*PASSAGE:*
>>

The largest dairy to Renewable Natural Gas (RNG) project in the U.S. is now operational in the State of Indiana. This is Renewable Dairy Fuels (RDF)’s second biogas facility to produce RNG from dairy waste and it is delivering into Northern Indiana Public Service Company (NIPSCO)’s natural gas pipeline system to be used as transportation fuel.
The Jasper County site will convert 945 tons of manure per day generated from 16,000 head of milking cows from the Bos, Herrema and Windy Ridge dairy farms into 100 percent renewable transportation fuel. The new facility is 50 percent larger than RDF’s first operation at Fair Oaks Farms in Indiana which has been online since 2011 and was the first (and the largest until today) dairy biogas-to-transportation fuel project in the country.
A pioneer in the renewable transportation fuel industry, Amp Americas, of which RDF is a business unit, continues to expand its national footprint and to invest heavily in dairy RNG projects by partnering with dairy farmers across the country to bring more ultra-low CI gas to market. The company, already producing at an annual rate of over 4 million gallons of RNG, is working on projects that will increase that rate in 2019 and beyond.
In addition, the company’s network of high performance, ultra fast-fill CNG fueling stations operating under the name of Amp CNG is now up to twenty and continues to grow. The company supports some of the largest CNG fleets in the country including UPS, US Foods and Dairy Farmers of America.

<<

*EXCERPTED RECORDS:*
>>

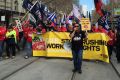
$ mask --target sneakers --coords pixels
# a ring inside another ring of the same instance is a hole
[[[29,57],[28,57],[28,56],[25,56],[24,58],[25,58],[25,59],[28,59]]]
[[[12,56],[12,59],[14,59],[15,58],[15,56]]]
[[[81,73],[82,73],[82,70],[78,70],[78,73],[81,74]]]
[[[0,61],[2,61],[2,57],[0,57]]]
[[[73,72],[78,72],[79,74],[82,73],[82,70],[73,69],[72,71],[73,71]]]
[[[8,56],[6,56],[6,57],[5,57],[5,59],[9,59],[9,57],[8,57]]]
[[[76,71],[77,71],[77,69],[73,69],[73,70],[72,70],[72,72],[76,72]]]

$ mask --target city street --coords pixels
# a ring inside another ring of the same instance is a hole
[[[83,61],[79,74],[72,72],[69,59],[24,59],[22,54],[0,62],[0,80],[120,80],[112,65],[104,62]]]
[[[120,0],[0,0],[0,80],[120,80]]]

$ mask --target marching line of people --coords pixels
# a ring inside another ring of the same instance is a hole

<<
>>

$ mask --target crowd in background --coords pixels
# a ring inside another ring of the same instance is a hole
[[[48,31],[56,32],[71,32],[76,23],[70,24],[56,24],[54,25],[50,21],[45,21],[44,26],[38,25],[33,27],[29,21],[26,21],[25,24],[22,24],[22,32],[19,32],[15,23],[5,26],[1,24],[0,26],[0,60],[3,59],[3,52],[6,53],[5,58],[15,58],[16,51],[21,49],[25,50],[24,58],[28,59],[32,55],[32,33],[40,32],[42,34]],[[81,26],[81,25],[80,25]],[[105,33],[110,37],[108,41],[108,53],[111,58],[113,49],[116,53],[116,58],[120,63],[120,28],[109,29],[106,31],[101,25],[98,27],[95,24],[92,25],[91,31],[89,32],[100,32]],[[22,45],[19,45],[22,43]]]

<<
>>

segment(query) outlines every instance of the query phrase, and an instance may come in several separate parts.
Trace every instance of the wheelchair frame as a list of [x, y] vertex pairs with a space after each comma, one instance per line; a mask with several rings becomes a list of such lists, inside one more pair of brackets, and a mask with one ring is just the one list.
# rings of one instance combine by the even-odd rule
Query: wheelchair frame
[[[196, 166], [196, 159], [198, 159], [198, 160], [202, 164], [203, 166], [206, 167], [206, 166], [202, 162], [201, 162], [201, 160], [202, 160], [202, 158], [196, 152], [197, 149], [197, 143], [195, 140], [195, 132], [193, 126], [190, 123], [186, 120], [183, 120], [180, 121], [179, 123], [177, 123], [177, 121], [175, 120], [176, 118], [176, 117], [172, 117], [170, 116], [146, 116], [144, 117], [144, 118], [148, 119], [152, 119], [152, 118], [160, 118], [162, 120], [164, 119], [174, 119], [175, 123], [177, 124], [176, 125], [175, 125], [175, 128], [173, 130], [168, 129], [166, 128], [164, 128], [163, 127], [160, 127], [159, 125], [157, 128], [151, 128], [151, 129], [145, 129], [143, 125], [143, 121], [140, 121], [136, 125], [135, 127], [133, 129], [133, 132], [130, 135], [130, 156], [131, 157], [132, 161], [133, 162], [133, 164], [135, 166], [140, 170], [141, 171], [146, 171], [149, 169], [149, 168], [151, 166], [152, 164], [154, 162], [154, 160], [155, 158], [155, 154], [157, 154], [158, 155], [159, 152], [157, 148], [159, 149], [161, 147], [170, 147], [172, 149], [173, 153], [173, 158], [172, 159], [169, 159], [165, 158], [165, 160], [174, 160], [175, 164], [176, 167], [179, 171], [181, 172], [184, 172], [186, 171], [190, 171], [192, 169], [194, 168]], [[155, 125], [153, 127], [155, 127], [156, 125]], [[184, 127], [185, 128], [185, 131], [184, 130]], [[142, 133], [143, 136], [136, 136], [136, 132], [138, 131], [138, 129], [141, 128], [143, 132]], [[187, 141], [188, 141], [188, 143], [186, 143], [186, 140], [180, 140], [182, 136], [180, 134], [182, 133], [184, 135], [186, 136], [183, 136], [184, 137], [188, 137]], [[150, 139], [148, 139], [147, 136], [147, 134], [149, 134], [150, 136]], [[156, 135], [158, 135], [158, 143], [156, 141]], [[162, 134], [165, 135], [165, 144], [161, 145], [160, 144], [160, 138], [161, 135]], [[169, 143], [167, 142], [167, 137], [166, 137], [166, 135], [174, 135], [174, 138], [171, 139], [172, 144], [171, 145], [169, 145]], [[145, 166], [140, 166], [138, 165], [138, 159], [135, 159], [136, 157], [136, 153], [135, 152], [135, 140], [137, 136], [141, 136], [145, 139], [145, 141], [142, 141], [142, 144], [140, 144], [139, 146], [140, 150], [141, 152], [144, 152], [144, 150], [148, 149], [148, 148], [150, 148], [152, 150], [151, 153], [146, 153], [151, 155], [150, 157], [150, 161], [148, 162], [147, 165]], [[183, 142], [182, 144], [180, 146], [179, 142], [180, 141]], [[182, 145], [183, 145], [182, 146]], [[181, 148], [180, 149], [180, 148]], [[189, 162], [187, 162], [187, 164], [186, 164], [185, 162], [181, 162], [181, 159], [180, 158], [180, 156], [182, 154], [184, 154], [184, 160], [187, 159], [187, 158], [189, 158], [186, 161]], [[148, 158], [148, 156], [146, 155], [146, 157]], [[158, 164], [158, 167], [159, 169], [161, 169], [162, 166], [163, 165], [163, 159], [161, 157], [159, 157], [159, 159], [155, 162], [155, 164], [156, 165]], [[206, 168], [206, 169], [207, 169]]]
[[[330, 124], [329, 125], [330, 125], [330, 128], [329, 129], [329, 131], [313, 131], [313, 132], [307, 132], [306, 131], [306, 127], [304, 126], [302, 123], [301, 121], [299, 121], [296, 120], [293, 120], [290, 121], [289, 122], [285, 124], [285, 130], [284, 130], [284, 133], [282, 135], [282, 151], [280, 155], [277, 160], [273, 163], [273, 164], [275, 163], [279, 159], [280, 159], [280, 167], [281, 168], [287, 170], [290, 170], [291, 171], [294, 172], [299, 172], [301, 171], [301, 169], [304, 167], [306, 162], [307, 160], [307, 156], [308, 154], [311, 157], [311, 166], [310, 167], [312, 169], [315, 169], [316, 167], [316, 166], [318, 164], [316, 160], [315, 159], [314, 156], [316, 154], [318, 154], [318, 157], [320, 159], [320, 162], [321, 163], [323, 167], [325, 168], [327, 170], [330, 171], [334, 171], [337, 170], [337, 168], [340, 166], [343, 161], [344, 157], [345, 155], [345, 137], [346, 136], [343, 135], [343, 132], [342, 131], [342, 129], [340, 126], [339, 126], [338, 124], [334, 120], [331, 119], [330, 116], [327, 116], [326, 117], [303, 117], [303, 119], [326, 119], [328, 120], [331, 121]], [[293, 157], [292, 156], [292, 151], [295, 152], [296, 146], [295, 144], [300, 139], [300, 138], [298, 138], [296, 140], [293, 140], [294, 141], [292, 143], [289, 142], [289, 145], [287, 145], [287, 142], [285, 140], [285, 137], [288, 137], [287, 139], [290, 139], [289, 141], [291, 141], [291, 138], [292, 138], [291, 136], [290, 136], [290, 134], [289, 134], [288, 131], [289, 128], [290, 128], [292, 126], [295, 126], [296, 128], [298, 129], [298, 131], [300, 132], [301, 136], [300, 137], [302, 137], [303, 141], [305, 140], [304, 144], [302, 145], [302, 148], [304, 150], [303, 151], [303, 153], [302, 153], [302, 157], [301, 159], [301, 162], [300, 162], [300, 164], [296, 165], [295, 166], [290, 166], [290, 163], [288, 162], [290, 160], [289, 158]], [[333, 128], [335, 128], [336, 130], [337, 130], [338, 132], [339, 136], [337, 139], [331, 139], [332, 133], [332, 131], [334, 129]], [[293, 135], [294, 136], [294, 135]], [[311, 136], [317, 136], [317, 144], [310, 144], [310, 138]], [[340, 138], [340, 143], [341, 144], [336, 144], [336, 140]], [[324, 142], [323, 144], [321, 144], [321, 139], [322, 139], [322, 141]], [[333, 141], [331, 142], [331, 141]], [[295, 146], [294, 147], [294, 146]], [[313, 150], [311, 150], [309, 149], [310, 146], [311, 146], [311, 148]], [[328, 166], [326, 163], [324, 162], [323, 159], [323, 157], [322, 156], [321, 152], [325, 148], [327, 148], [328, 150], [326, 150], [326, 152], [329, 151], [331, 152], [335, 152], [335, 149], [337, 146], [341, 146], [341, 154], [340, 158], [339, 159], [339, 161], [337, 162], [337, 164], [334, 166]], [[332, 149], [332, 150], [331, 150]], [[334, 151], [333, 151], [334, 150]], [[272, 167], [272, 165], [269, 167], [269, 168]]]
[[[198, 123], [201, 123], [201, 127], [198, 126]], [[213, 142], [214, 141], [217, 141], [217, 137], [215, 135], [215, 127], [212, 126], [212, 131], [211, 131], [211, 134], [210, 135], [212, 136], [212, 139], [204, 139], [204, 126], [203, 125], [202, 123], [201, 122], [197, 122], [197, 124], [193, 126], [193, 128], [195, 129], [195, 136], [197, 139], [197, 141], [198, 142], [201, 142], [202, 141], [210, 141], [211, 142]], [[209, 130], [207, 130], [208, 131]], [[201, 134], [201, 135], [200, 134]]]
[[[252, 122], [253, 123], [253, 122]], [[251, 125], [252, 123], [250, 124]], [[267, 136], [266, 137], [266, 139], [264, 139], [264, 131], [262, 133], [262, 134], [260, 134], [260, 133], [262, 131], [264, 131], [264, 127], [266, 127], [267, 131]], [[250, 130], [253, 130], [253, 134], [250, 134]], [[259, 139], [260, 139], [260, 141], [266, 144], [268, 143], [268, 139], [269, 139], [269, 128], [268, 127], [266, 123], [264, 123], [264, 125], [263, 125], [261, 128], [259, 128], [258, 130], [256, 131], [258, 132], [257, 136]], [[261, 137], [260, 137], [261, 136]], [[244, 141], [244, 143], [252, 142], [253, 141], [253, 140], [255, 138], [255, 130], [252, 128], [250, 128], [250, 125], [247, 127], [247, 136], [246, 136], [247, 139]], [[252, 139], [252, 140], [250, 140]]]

<<

*YOUR GOAL:* Continue the passage about the Indiana dairy renewable natural gas project from where it stops.

*EXERCISE ANSWER:*
“RNG reduces greenhouse gas emissions by up to 100 percent when compared to diesel. In addition to improving air quality and sustainability, converting dairy waste into transportation fuel improves farm profitability, creates well paying rural jobs and saves fleets money,” said Grant Zimmerman, CEO at Amp Americas. “There’s an abundance of dairy waste on farms all over the country that could be better leveraged to meet the demand for RNG.”
Cow manure from four farms is collected from the barns and delivered to tanks where it is heated to facilitate a process called anaerobic digestion. Much like digestive bacteria and enzymes in a cow’s stomach, microbes inside the tanks work to break down the waste and release methane, a form of renewable natural gas. The biogas is captured, purified, and compressed to become RNG that is then injected into the pipeline.
Amp Americas is a member of NGVAmerica and Associate Member of NGV Global.